**SUPPLIED ENTRIES:**
__________

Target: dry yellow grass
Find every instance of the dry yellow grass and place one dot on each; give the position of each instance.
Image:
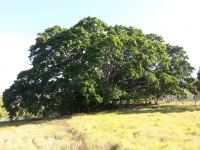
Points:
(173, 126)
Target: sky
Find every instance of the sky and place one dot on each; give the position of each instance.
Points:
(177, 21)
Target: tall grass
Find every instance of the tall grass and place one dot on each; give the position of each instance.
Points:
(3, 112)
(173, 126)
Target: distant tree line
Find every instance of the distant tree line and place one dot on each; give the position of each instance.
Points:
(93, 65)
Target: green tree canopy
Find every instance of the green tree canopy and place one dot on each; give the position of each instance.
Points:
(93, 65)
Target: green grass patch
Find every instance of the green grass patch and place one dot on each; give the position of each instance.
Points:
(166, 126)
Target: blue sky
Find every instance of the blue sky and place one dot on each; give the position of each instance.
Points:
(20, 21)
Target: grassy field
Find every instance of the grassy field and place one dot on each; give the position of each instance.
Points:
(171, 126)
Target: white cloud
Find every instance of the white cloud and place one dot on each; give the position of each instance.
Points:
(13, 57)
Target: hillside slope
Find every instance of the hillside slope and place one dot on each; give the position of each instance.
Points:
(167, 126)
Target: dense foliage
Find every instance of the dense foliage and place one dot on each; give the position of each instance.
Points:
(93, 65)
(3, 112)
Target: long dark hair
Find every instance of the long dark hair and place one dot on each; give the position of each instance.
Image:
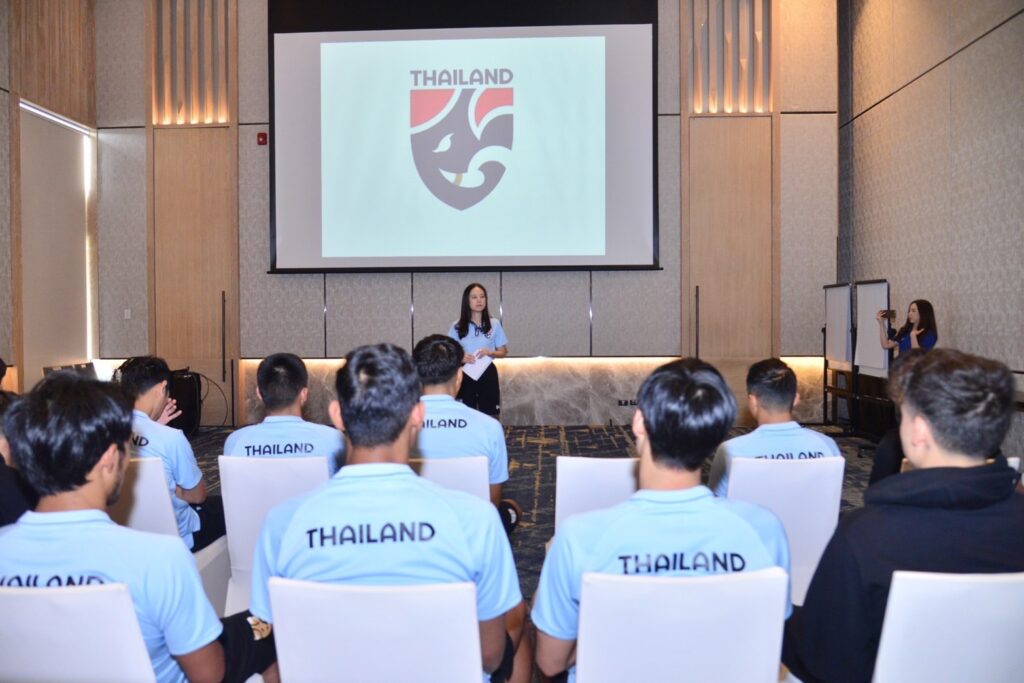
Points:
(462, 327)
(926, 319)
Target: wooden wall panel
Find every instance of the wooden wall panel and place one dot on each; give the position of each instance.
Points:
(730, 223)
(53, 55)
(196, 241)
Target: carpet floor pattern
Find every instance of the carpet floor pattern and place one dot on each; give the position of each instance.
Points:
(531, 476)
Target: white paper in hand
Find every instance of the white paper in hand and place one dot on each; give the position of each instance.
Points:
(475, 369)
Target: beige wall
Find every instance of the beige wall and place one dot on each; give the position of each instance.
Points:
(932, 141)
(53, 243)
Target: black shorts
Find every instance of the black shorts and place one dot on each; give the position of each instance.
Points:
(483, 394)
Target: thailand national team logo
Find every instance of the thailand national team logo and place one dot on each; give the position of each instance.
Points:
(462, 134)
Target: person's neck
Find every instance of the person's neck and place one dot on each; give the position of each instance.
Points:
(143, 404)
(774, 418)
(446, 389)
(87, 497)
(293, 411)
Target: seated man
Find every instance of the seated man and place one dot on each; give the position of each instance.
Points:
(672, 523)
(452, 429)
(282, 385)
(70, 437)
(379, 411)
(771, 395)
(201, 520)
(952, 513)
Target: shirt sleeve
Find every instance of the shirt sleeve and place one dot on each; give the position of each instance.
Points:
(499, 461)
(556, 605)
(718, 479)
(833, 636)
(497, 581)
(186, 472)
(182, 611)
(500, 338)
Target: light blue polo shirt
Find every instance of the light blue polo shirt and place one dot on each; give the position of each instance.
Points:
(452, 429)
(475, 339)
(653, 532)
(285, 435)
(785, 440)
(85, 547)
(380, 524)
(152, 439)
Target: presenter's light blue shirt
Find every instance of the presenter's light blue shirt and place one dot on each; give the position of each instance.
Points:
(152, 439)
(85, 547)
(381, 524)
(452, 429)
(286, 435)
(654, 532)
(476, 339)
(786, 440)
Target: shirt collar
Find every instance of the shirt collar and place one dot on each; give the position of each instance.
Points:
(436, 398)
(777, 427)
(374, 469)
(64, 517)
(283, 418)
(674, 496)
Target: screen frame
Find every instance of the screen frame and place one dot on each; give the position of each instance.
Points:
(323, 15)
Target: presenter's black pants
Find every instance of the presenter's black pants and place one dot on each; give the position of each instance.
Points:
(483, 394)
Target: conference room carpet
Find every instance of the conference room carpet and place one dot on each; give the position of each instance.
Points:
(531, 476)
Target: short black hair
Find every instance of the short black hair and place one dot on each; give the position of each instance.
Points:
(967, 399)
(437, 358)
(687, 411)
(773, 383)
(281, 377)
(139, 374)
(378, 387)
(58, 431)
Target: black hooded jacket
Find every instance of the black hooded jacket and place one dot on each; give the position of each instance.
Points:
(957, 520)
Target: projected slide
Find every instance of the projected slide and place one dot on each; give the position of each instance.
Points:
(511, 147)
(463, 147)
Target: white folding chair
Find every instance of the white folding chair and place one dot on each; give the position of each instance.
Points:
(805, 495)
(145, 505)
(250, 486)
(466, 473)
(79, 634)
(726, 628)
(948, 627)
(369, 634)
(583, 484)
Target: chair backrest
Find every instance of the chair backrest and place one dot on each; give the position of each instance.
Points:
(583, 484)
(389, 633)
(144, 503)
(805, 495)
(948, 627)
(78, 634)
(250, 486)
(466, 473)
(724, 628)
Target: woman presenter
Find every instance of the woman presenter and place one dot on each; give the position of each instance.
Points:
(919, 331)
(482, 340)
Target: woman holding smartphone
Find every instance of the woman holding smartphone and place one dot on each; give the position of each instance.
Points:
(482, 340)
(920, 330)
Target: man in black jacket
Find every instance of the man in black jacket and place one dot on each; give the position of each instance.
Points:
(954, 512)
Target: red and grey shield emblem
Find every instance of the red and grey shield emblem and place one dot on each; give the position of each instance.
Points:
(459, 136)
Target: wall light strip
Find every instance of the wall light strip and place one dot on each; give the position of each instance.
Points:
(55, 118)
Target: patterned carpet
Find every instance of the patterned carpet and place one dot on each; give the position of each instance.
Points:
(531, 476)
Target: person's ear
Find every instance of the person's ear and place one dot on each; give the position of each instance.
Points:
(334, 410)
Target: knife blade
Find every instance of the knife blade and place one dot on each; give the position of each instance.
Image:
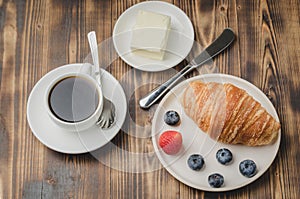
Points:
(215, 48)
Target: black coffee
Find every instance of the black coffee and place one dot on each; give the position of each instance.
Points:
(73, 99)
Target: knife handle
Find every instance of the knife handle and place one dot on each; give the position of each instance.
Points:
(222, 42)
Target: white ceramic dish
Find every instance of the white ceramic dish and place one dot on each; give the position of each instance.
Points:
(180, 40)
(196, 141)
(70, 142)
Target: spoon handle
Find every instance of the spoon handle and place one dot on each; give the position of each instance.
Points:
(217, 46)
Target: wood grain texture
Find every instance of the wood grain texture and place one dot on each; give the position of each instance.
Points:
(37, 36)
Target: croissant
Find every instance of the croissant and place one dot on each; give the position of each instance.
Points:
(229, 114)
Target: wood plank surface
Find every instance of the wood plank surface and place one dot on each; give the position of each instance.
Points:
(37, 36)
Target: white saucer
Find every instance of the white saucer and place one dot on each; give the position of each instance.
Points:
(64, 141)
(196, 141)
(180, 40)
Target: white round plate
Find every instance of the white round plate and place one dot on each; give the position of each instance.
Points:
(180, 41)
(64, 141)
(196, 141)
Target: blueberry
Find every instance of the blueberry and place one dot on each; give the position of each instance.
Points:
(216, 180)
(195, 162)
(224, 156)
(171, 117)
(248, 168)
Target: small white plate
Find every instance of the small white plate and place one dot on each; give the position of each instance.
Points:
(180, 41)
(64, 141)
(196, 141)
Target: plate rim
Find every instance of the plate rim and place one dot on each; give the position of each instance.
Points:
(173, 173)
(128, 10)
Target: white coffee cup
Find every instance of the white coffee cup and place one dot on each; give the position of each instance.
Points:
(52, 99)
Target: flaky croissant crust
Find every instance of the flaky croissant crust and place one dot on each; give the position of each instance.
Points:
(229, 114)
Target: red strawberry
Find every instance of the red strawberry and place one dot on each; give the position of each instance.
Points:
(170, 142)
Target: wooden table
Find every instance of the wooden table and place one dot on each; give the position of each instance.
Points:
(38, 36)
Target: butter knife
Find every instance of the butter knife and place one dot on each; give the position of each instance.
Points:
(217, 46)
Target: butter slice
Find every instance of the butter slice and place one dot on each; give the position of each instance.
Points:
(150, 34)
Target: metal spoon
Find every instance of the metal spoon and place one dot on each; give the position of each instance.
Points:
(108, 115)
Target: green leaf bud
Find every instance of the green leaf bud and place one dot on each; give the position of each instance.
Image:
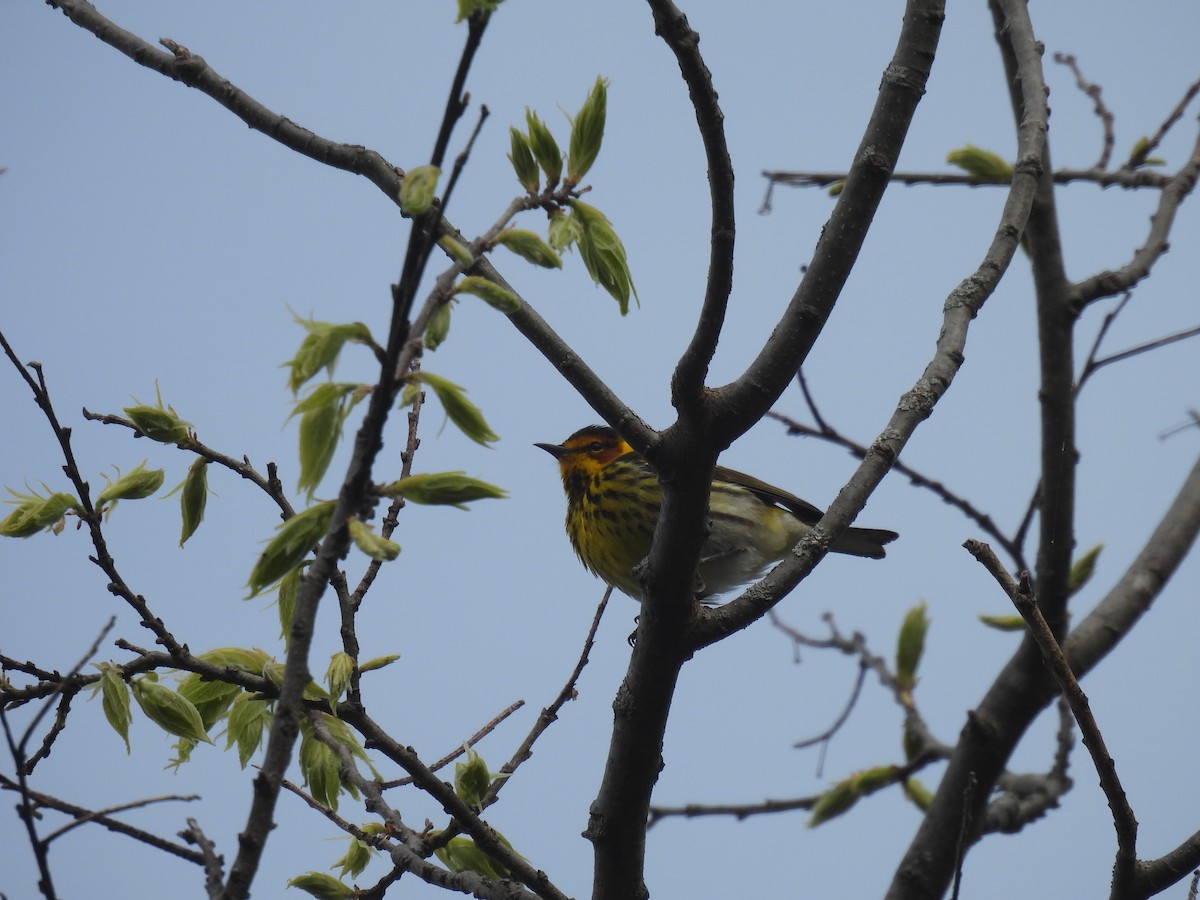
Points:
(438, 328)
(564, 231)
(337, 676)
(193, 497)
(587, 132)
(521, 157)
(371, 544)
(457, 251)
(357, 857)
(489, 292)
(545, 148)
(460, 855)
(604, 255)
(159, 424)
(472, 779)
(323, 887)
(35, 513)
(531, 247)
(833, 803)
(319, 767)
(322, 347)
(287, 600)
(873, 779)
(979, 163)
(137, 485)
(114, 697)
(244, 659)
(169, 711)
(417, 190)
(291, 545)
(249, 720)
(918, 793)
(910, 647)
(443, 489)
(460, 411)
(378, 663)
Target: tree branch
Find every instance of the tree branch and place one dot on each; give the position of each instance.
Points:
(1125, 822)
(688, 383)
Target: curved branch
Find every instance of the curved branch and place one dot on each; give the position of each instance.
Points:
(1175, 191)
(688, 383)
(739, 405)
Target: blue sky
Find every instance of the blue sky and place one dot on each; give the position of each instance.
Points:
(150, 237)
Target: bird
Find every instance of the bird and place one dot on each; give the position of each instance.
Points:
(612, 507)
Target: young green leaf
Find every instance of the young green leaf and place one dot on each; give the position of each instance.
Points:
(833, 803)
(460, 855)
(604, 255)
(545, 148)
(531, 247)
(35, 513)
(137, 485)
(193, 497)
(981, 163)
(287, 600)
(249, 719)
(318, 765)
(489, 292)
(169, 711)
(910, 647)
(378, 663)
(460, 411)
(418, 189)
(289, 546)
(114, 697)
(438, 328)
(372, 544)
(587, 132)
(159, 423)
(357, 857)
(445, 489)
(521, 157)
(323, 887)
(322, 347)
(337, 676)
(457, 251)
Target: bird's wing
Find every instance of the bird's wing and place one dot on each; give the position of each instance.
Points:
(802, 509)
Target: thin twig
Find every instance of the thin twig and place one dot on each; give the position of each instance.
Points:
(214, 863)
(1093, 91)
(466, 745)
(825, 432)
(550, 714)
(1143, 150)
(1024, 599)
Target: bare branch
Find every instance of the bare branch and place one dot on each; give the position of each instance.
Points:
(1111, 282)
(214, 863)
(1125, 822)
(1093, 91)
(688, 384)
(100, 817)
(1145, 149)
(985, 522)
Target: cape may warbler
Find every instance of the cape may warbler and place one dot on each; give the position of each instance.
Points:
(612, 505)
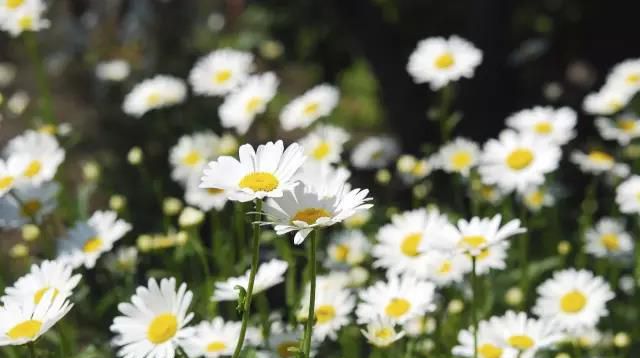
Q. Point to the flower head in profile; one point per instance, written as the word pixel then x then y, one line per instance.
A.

__________

**TASK TO COMPLETE:**
Repeat the line containing "Target: thin twig" and every line after it up to the end of the material above, exactly as they stand, minus the pictures.

**EXERCISE RESULT:**
Target: thin twig
Find every instance of the thin twig and place one dot on each; give the position of each instance.
Points:
(214, 863)
(1093, 91)
(466, 745)
(825, 432)
(550, 714)
(1143, 150)
(1024, 599)
Target: bare branch
Find every instance of the bare branch and place one dot on each; give the position of each instance.
Points:
(1111, 282)
(214, 863)
(1125, 822)
(1093, 91)
(688, 384)
(100, 817)
(1145, 149)
(985, 522)
Target: cape may warbler
Find every instance of the cape may warbler and place one dot on each; give the position of each instance.
Points:
(612, 505)
Q. Point to the flower head in profile; one point per instance, written as the word pixel then x then y, one line per instance.
A.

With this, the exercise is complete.